* **EXERCISE AIM**
According to the letter below about holed pots, how many lead pot-mends did the writer find in the Springhead assemblage?

* **TEXT TO READ**
Dear Margaret, Do you think that your question of your holed pots is confined to samian ware, or could it be extended to coarse ware as well? If the latter, you might want to consider (although you probably already know about it): Fulford, M G and Timby, J, 2001 Timing devices, fermentation vessels, ‘ritual’ piercings? A consideration of deliberately ‘holed’ pots from Silchester and elsewhere. Britannia 32, 293–7.
From a slightly different angle (I am a metalwork specialist), I found some – admittedly vague – hints at a ritual use of holed vessels when working on the assemblage from Britain's largest Roman temple complex at Springhead on the High Speed 1 rail link in Kent, where I came across a total of 34 lead pot-mends, 27 of which of a type (my type 1) which could have been used to plug holes of the size you describe; these were all found on coarse ware vessels though. I discuss ritual use for those plugs found in the sanctuary area to the east of the Ebbsfleet, while the plugs found in properties on the western (settlement) side of the Ebbsfleet may simply be related to the lead working carried out there. I attach the relevant pages 247-50 of my contribution to the volume (Schuster, J., 2011, Springhead metalwork, in Biddulph, E., Seager Smith, R. and Schuster, J., Settling the Ebbsfleet Valley: HS1 excavations at Springhead and Northfleet, Kent – the late Iron Age, Roman, Saxon and medieval landscape Vol. 2: Late Iron Age and Roman finds reports. Salisbury, Oxford Wessex Archaeology, 189–291).

* **DATA SEGMENT**
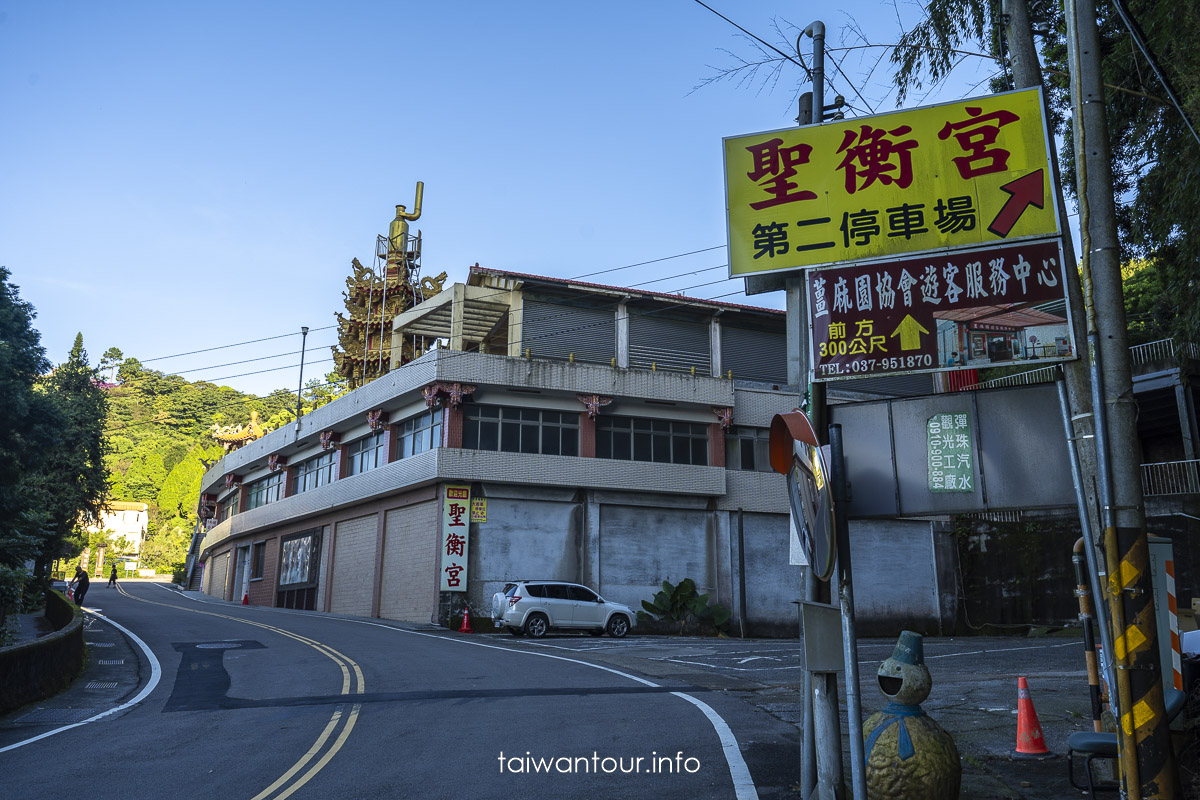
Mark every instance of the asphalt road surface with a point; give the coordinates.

* **THE SOLUTION**
34